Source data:
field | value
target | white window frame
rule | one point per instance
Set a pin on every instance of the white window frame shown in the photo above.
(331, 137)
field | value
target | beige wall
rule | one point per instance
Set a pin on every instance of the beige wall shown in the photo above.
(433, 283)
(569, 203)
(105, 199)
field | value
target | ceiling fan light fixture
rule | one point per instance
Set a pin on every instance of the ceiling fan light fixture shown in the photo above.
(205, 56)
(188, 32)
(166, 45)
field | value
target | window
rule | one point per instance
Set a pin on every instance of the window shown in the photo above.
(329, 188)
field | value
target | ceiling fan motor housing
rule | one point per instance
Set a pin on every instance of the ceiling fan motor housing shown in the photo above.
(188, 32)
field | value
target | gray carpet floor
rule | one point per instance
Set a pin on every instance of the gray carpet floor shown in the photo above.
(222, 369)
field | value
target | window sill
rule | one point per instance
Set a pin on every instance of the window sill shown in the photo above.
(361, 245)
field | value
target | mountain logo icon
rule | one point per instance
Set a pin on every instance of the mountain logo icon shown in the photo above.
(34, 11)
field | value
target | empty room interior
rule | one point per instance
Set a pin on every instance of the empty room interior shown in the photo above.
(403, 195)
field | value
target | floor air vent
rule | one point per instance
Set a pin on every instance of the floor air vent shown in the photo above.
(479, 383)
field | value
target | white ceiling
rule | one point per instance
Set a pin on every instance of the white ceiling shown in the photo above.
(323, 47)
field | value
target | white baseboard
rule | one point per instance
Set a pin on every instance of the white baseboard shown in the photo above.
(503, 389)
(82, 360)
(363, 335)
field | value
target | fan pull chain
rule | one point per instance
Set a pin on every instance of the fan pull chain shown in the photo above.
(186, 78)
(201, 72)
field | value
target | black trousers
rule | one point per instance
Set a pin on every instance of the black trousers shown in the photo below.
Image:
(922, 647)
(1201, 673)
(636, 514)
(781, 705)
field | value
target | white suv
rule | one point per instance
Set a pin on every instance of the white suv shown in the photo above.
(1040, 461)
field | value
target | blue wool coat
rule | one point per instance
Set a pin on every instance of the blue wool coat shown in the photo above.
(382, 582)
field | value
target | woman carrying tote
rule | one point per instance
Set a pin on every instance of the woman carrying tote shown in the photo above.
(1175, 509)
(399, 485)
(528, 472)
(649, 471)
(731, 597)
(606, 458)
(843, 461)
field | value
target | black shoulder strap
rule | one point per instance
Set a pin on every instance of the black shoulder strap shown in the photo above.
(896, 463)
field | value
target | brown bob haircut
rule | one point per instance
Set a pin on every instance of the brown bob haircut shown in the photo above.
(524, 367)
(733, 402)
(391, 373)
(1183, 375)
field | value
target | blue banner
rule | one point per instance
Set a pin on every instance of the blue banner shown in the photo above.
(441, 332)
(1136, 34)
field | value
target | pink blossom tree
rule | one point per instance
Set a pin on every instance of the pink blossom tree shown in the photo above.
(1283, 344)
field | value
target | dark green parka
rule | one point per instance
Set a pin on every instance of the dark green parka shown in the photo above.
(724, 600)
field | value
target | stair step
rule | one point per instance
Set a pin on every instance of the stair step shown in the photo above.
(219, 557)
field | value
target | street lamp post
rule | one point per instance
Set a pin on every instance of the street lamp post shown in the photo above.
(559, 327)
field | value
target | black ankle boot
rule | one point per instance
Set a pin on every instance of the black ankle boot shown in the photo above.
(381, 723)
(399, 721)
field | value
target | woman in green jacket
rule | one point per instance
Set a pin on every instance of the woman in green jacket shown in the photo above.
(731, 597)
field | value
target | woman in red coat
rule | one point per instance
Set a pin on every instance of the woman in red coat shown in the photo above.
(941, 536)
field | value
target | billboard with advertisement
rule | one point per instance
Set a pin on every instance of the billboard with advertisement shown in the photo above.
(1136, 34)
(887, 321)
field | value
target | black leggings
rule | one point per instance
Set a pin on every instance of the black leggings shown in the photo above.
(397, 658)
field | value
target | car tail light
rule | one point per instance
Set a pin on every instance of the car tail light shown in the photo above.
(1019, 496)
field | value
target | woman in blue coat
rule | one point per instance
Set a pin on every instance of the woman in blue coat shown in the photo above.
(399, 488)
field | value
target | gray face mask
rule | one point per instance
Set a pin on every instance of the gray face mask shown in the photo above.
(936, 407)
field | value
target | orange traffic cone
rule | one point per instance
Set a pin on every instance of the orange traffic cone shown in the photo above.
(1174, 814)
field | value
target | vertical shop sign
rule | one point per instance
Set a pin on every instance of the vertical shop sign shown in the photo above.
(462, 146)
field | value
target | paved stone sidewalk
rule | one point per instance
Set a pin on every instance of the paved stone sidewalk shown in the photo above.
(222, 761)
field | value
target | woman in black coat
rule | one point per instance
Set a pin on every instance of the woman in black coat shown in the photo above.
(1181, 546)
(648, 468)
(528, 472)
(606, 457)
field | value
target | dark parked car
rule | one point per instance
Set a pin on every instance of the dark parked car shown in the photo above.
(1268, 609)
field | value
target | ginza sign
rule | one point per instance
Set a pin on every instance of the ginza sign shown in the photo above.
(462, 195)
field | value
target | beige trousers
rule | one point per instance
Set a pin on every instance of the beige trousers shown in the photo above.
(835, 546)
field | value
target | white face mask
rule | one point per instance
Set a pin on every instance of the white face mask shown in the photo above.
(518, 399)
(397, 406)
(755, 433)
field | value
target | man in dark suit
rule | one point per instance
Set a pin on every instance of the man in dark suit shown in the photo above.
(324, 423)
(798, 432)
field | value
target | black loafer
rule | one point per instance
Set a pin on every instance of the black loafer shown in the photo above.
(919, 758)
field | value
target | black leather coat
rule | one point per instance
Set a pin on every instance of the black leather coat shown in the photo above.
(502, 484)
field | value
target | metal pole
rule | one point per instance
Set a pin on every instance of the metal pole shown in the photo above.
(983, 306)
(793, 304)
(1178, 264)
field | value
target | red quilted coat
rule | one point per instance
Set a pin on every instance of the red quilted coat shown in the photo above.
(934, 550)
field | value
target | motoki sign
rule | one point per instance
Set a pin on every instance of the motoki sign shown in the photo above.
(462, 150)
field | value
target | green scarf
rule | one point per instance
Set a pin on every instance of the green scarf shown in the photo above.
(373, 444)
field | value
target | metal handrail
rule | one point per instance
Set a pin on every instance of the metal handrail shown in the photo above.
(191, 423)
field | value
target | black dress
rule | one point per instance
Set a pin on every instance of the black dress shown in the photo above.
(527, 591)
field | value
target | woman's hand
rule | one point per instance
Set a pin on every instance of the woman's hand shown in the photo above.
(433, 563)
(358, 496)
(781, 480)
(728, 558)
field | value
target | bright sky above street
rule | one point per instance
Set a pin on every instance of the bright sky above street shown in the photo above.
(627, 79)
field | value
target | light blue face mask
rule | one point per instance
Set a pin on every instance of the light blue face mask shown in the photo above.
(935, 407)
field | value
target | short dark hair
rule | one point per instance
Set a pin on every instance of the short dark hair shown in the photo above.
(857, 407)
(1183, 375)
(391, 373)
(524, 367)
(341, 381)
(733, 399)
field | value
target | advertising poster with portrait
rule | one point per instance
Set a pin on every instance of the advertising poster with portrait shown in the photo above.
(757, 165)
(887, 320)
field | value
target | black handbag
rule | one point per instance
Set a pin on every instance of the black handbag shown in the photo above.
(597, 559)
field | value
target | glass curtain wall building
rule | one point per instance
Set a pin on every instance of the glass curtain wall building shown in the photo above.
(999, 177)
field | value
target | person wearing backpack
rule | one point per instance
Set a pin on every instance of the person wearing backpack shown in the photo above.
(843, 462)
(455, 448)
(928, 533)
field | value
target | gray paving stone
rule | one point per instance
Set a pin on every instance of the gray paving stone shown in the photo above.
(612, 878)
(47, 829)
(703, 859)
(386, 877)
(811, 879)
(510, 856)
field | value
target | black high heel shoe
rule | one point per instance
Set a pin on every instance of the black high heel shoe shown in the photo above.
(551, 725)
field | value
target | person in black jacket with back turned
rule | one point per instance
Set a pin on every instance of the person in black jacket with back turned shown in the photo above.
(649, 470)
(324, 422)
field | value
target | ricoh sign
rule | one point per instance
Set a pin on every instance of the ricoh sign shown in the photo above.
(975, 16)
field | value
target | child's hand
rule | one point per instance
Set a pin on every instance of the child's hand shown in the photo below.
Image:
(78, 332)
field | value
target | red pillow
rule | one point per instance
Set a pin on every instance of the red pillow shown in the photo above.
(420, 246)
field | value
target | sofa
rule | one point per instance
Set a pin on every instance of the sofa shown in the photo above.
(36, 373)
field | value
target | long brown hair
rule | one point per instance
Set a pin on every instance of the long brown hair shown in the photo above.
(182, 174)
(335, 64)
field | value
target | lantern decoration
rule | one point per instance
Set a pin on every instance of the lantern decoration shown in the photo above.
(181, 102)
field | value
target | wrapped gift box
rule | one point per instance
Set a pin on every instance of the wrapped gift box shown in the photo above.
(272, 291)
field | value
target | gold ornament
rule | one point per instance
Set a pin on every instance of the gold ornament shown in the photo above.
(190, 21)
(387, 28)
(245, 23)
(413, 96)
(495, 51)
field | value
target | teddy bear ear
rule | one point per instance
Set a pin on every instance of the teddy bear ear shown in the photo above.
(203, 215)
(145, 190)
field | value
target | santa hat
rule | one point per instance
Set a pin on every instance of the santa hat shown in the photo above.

*Aim of the exercise*: Copy every line above in which the string "child" shows up.

*Your response*:
target | child's hand
Set a pin on every instance of the child's hand shown in the photo below.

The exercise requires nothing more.